# EXTRACT

I'm so excited to be here with my friend Michelle Golden-River. Michelle, do you want to give a little background on yourself before we get started?

I work in the accounting space. I've been working with CPA firms in public accounting for a lot of years. I want to say about 30 years, but it's a little more than that now. Before that, I had an accounting background working in two public companies in the accounting department. That was cool, interesting, and insightful. They were both in the healthcare sector.

I grew up in Southern California and was raised by parents who were part of the hippie culture. I was raised by a village and had a very modest upbringing. I was an only child, and although I do have siblings, I either didn't have them yet or didn't know about them until adulthood. There's a lot to unpack there. I grew up as an only, and it's interesting that I went into the accounting profession with that very non-traditional boho background. I work with accountants and love them. That's it in a nutshell.

Let's get into that. When you say your parents were hippies, what does that mean? Did they have jobs? What were they doing?

My mom and dad were still pretty nerdy and mostly good, productive citizens. My mom had me very young, she was 18 or 19. My dad was nineteen, and they were only together a short while. They split up when I was a little baby. My dad was always around for the first several years, but then he joined the Peace Corps when I was seven. My dad was always in my life, but my mom remarried, or rather met my stepdad when I was about three.

We lived in a one-bedroom apartment over a garage in downtown Santa Ana, California. We had hanging bead lamps, you name it. Hippie culture was part of the life. Pot was around. I didn't think anything of it because it was just part of the life, but my parents did work. That's good. There were a lot of crazy parties. I won’t go into those details and incriminate anybody. I just ran around. As a kid, I was scruffy and dirty. I probably had greasy hair and went barefoot. I played in the dirt, and dirt was a great toy back in the early ‘70s. Dirt and sticks, they could be anything.

What did you make?

It was a broom. It was a rifle. It was everything. It was a neat way to grow up in that there was a lot of love around. I always felt very loved. Although I didn't have anything, I didn’t notice.

When you say you might've had dirty hair and so forth, were the other kids like that at school, or did you feel different at school?

I did not fit in at school at all. I was definitely a standout, in hand-me-downs. I think probably all through elementary, junior high, and high school, I felt very insecure and inferior about my appearance for a lot of reasons. I knew I was different that way. I had a couple of people in my life, though. My mom's best friend, Linda, she's my godmother, had three kids, and she was a very good mom. Very traditional. Her kids were clean. She sewed clothes for them. She was a mom to me, too. I had some other moms. My mom was pretty focused on her and the fifth generation.

There was this one time, Amy, when I was about 4, I might've been 5. My parents liked to sleep in, my mom and stepdad. I had the bedroom, and they slept in the living room. I had snuck out of the house in my footie jammies or my sleeper. I had gone 3 or 4 blocks away to the junior high school nearby. Some students from the junior high school brought me home and knocked on the door. My mom opened the door, half-asleep, and she was like, "Why did you leave?" They put a hook lock on the outside of my bedroom door so they could sleep in and I wouldn't escape.

# Point localization data
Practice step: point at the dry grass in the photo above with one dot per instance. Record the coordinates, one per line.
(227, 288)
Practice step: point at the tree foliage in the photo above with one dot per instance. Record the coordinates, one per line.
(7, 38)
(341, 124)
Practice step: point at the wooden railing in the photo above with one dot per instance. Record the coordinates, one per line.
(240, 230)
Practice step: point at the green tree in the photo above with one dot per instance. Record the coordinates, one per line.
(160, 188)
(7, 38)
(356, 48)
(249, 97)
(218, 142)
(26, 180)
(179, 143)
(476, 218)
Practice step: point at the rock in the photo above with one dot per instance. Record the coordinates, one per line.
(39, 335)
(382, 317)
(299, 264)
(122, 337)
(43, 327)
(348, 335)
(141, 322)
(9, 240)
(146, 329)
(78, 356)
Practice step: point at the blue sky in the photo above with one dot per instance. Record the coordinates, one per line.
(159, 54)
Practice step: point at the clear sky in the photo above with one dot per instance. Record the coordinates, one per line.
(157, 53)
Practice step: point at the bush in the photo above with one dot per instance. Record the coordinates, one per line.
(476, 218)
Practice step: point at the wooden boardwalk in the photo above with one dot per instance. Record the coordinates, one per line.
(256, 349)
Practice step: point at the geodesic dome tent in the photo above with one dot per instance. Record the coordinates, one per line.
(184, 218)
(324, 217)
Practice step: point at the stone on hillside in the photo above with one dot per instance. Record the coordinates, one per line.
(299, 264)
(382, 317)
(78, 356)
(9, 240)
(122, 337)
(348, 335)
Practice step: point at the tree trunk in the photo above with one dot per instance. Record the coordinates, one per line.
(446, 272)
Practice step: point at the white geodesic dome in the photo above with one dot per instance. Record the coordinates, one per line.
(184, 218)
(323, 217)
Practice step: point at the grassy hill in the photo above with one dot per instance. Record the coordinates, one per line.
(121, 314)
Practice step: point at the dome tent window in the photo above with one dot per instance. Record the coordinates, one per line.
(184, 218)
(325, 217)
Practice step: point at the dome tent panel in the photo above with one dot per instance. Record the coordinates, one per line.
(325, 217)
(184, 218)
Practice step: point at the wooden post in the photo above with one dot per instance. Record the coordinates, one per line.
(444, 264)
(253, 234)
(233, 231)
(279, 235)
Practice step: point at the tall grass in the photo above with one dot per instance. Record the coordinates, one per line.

# TASK SET
- 1) Reproduce the interview excerpt word for word, starting at "There was this" and stopping after "I wouldn't escape.".
- 2) In the interview excerpt, how old was Michelle when her dad joined the Peace Corps?

# ANSWERS
- 1)
There was this one time, Amy, when I was about 4, I might've been 5. My parents liked to sleep in, my mom and stepdad. I had the bedroom, and they slept in the living room. I had snuck out of the house in my footie jammies or my sleeper. I had gone 3 or 4 blocks away to the junior high school nearby. Some students from the junior high school brought me home and knocked on the door. My mom opened the door, half-asleep, and she was like, "Why did you leave?" They put a hook lock on the outside of my bedroom door so they could sleep in and I wouldn't escape.

- 2) She was seven.